▸ Your objective
Below are the records; print them all without any alteration.

[Region pointing data]

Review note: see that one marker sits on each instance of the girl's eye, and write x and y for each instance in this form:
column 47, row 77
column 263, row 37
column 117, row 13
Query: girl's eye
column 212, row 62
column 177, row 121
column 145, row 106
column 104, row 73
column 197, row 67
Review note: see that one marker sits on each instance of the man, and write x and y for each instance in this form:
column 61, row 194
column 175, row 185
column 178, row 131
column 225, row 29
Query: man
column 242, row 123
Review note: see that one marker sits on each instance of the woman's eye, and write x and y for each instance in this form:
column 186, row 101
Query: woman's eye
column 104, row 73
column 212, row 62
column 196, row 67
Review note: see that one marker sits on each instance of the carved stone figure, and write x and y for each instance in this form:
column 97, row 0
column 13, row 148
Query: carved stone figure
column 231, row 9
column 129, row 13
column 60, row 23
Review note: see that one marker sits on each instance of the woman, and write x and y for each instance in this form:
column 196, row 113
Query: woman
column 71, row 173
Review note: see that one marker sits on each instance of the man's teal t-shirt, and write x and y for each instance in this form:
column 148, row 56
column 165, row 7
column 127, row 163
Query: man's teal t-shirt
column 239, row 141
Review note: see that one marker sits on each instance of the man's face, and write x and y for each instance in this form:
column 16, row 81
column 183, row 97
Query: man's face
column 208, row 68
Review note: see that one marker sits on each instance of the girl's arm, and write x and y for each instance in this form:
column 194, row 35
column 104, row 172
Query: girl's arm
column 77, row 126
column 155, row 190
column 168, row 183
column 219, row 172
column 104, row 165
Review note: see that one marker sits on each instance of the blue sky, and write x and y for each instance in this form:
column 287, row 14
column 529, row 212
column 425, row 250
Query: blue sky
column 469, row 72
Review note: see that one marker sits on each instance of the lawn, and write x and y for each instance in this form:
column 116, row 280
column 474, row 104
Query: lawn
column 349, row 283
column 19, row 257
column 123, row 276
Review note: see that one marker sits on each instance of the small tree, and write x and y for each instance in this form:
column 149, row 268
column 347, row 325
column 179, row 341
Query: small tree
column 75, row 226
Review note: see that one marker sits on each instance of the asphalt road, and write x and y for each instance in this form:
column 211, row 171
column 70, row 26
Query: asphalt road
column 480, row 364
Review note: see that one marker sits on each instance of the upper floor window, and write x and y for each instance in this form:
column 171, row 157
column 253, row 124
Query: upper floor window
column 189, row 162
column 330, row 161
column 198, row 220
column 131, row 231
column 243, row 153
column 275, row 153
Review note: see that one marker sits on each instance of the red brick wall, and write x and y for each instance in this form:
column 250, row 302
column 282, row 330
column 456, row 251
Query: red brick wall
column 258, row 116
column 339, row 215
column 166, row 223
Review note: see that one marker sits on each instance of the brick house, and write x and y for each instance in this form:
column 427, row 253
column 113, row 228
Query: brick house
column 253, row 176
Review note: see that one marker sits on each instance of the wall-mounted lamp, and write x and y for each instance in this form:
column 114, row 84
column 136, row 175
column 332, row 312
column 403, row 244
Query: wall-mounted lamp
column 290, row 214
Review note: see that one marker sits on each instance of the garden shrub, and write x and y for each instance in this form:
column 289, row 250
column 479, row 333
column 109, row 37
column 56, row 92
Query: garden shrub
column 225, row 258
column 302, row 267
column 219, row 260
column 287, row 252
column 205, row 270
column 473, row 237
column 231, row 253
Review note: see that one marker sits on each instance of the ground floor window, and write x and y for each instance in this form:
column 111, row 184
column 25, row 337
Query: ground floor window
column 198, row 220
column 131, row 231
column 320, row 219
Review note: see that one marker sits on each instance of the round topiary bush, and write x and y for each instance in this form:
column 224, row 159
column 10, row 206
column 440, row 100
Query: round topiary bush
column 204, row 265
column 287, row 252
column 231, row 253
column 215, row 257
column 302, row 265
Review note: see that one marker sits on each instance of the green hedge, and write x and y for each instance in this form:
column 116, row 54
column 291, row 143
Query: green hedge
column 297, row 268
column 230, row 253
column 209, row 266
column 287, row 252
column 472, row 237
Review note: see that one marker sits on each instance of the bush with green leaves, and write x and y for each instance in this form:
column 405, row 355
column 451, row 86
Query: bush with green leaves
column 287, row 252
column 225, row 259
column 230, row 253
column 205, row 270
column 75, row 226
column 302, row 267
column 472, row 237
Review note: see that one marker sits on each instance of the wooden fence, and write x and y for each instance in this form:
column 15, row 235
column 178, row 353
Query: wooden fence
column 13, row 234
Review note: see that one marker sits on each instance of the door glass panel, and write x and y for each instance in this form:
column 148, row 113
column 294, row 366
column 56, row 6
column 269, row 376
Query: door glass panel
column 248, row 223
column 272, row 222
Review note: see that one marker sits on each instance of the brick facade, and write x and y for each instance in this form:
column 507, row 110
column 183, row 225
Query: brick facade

▸ Output for this exercise
Review note: see that one marker sits on each instance of the girl's eye, and write x and y for each instance in this form:
column 47, row 77
column 263, row 37
column 117, row 13
Query: girl's eye
column 212, row 62
column 177, row 121
column 145, row 106
column 104, row 73
column 197, row 67
Review note: see that one marker sits on each instance of the man, and write x and y for each instance in this form:
column 61, row 194
column 175, row 185
column 178, row 131
column 225, row 29
Query: man
column 242, row 123
Review note: see that one marker sits on each instance of the woman's eye, and write x and y for each instance in this form:
column 186, row 101
Query: woman's eye
column 104, row 73
column 212, row 62
column 196, row 67
Review note: see that one marker sits on each instance of the carved stone figure, and write x and y for each instance in this form:
column 97, row 0
column 13, row 148
Query: carved stone figure
column 231, row 9
column 129, row 13
column 60, row 23
Review note: see that one marker sits on each instance of the woman, and write x and y for each instance in this form:
column 196, row 113
Query: woman
column 71, row 173
Review note: see that one marker sits on each instance of the man's teal t-shirt, and write x and y for each instance in this form:
column 148, row 56
column 165, row 7
column 127, row 163
Query: man's teal t-shirt
column 239, row 141
Review note: see that one marker sits on each instance of the man's face, and write x and y for each instance in this form:
column 16, row 81
column 183, row 97
Query: man's face
column 208, row 68
Review note: see that one marker sits on each instance of the girl's arm, and write x and y for each instance in this form:
column 194, row 35
column 104, row 172
Query: girl's arm
column 77, row 126
column 155, row 190
column 168, row 183
column 219, row 172
column 104, row 165
Review note: see that one marker sits on each instance of the blue sky, and write x and y for each instance in this form:
column 287, row 14
column 529, row 212
column 425, row 250
Query: blue sky
column 469, row 72
Review note: see that one marker sits on each instance of the lawn, and write x and y for each instance in this form:
column 116, row 280
column 474, row 104
Query: lawn
column 349, row 283
column 19, row 257
column 123, row 276
Review note: see that one marker sits on each instance of the small tree, and write x and y for each instance in this form:
column 149, row 268
column 347, row 325
column 179, row 341
Query: small tree
column 75, row 226
Review note: see that one marker sits on each instance of the asphalt road, and write x and y for each instance in this form:
column 211, row 171
column 70, row 26
Query: asphalt road
column 480, row 364
Review note: see that one marker sits on each instance of the upper floor window, and write x and y for each instance in this form:
column 171, row 157
column 253, row 124
Query: upper floor window
column 189, row 162
column 330, row 161
column 198, row 220
column 131, row 231
column 243, row 153
column 275, row 153
Review note: see that one marker sits on each instance of the red brick wall, and write x and y for each instance in this form:
column 250, row 302
column 282, row 330
column 456, row 251
Query: red brick wall
column 258, row 116
column 339, row 215
column 166, row 223
Review note: see that one marker sits on each instance of the brick house, and write x and y for each instance in this form:
column 427, row 253
column 113, row 228
Query: brick house
column 253, row 176
Review note: see that one marker sits on each instance of the wall-mounted lamp, and write x and y for each instance in this form:
column 114, row 84
column 136, row 175
column 332, row 312
column 403, row 244
Query: wall-mounted lamp
column 290, row 214
Review note: see that one marker sits on each instance of the garden shrub, and write x and y for each instance in this form:
column 289, row 250
column 479, row 333
column 109, row 37
column 56, row 92
Query: garden shrub
column 225, row 258
column 302, row 267
column 219, row 260
column 287, row 252
column 205, row 270
column 473, row 237
column 231, row 253
Review note: see that one marker sits on each instance of the ground floor window, and write x and y for each instance in this form:
column 111, row 184
column 25, row 337
Query: ground floor window
column 198, row 220
column 131, row 231
column 320, row 219
Review note: see that one marker sits on each instance of the round topiary bush, and write x and y for each instance in this form:
column 224, row 159
column 10, row 206
column 440, row 100
Query: round topiary bush
column 204, row 265
column 287, row 252
column 231, row 253
column 215, row 257
column 302, row 265
Review note: see that one marker sits on each instance of the green hedge, and write x and y for each instance in this form:
column 116, row 54
column 291, row 143
Query: green hedge
column 297, row 268
column 230, row 253
column 209, row 266
column 287, row 252
column 472, row 237
Review note: see that one marker sits on each instance of the bush with green leaves, and write x and y for each instance in this form:
column 405, row 355
column 451, row 86
Query: bush with green leaves
column 287, row 252
column 225, row 259
column 230, row 253
column 205, row 270
column 75, row 226
column 302, row 267
column 472, row 237
Review note: see that one marker sits on each instance of the wooden fence, and write x and y for each instance in this form:
column 15, row 235
column 178, row 353
Query: wooden fence
column 13, row 234
Review note: see that one marker sits on each instance of the door glass panel, and write x and y for each instance in this form:
column 148, row 113
column 294, row 366
column 56, row 6
column 269, row 376
Query: door glass panel
column 248, row 223
column 272, row 222
Review note: see that one marker sits on each instance of the brick facade, and write x and y for each instance in this form:
column 507, row 110
column 183, row 225
Query: brick facade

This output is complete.